EXCERPT TO READ:

+ + + + +

Single by Delaney & Bonnie

from the album D&B Together
- A-side: "Comin' Home"
- Released: December 1969
- Recorded: September 27 – October 10, 1969
- Studio: A&M Studios, Los Angeles
- Genre: Adult contemporary; pop rock; soft rock;
- Label: Atco (US); Atlantic (other territories);
- Songwriters: Bonnie Bramlett; Leon Russell;

= Superstar (Delaney and Bonnie song) =

1969 single by Delaney & Bonnie

"Superstar" is a 1969 song written by Bonnie Bramlett and Leon Russell that has been a hit for many artists in different genres in the years since. The best-known versions are by the Carpenters in 1971, Luther Vandross in 1983, and Sonic Youth (as a tribute to the Carpenters) in 1994.

==Original Delaney and Bonnie version==
Rita Coolidge came up with the song idea, based on observing the relationships of female groupies with rock stars in the late 1960s.

In its first recorded incarnation, the song was called "Groupie (Superstar)", and was released in December 1969 as the B-side of the Delaney and Bonnie single "Comin' Home". Released by Atco Records in the United States and Atlantic Records in the rest of the world, the full credit on the single was "Delaney and Bonnie and Friends featuring Eric Clapton."

+ + + + +

PROVIDED DATA:
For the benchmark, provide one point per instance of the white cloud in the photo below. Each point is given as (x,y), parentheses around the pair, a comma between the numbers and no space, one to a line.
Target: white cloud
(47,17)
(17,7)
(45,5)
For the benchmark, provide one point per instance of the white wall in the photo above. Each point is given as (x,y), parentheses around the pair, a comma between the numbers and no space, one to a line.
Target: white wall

+ + + + +

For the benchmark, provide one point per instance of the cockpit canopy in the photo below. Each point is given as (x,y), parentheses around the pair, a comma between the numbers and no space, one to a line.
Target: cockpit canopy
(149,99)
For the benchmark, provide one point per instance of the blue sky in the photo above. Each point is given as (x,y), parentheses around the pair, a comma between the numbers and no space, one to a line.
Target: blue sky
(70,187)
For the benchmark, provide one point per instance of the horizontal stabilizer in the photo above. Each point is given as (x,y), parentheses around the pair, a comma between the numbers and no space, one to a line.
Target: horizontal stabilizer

+ + + + +

TASK PROMPT: According to the text on the song "Superstar," what was the song called in its first recorded incarnation? The data has no connection to the text.

FULL OUTPUT: "Groupie (Superstar)"